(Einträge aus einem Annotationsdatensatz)
---
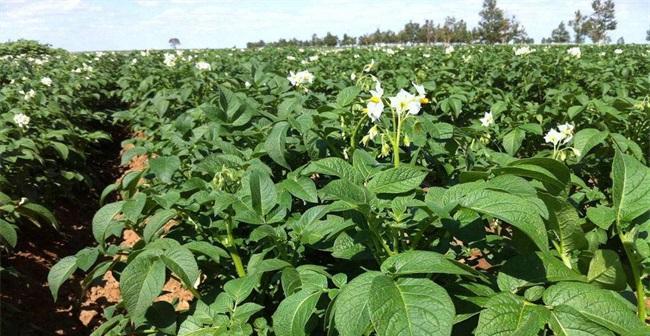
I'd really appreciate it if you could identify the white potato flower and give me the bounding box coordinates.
[41,77,52,86]
[14,113,30,128]
[445,45,454,55]
[163,53,176,67]
[544,128,564,146]
[363,58,375,72]
[287,70,314,86]
[557,123,575,144]
[194,61,212,71]
[513,46,535,56]
[479,112,494,127]
[567,47,582,58]
[388,89,422,115]
[367,81,384,122]
[23,89,36,100]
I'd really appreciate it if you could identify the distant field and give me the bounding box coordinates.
[0,45,650,336]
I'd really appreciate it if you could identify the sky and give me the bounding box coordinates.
[0,0,650,51]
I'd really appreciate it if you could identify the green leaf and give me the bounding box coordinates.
[160,246,199,296]
[149,156,181,183]
[264,121,291,169]
[541,195,587,257]
[587,206,616,230]
[334,272,381,336]
[142,209,176,243]
[612,151,650,223]
[502,128,526,156]
[381,251,476,276]
[587,250,627,291]
[50,141,70,160]
[16,202,59,230]
[475,293,548,336]
[336,86,361,107]
[493,158,571,195]
[223,275,260,303]
[367,166,427,194]
[183,241,230,264]
[567,106,585,120]
[460,189,548,251]
[544,282,647,335]
[92,201,124,245]
[0,218,18,247]
[122,193,147,223]
[282,176,318,203]
[320,179,371,205]
[273,289,321,336]
[548,305,614,336]
[368,275,455,336]
[119,252,165,318]
[47,256,77,301]
[497,252,587,292]
[303,157,363,184]
[247,169,278,217]
[573,128,609,161]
---
_Anleitung zur Übung_
Kannst du sämtliche Einträge oben Zeile für Zeile unverändert wiederholen und dabei die Bilder weglassen?

_Ergebnis der Übung_
I'd really appreciate it if you could identify the white potato flower and give me the bounding box coordinates.
[41,77,52,86]
[14,113,30,128]
[445,45,454,55]
[163,53,176,67]
[544,128,564,146]
[363,58,375,72]
[287,70,314,86]
[557,123,575,144]
[194,61,212,71]
[513,46,535,56]
[479,112,494,127]
[567,47,582,58]
[388,89,422,115]
[367,81,384,122]
[23,89,36,100]
I'd really appreciate it if you could identify the distant field and give me the bounding box coordinates.
[0,45,650,336]
I'd really appreciate it if you could identify the sky and give me the bounding box coordinates.
[0,0,650,51]
I'd really appreciate it if you could identify the green leaf and give me the bounding box coordinates.
[160,246,199,296]
[149,156,181,183]
[264,121,291,169]
[541,195,587,257]
[587,206,616,230]
[334,272,381,336]
[142,209,176,243]
[612,151,650,223]
[502,128,526,156]
[381,251,476,276]
[587,250,627,291]
[50,141,70,160]
[16,202,59,230]
[475,293,548,336]
[336,86,361,107]
[493,158,571,195]
[223,275,260,303]
[367,166,427,194]
[183,241,230,264]
[567,106,585,120]
[460,189,548,251]
[544,282,647,335]
[92,201,124,245]
[0,218,18,247]
[122,193,147,223]
[282,176,318,203]
[320,179,371,205]
[273,289,321,336]
[548,305,614,336]
[368,275,455,336]
[119,252,165,318]
[47,256,77,301]
[497,252,587,292]
[303,157,363,184]
[247,169,278,217]
[573,128,609,161]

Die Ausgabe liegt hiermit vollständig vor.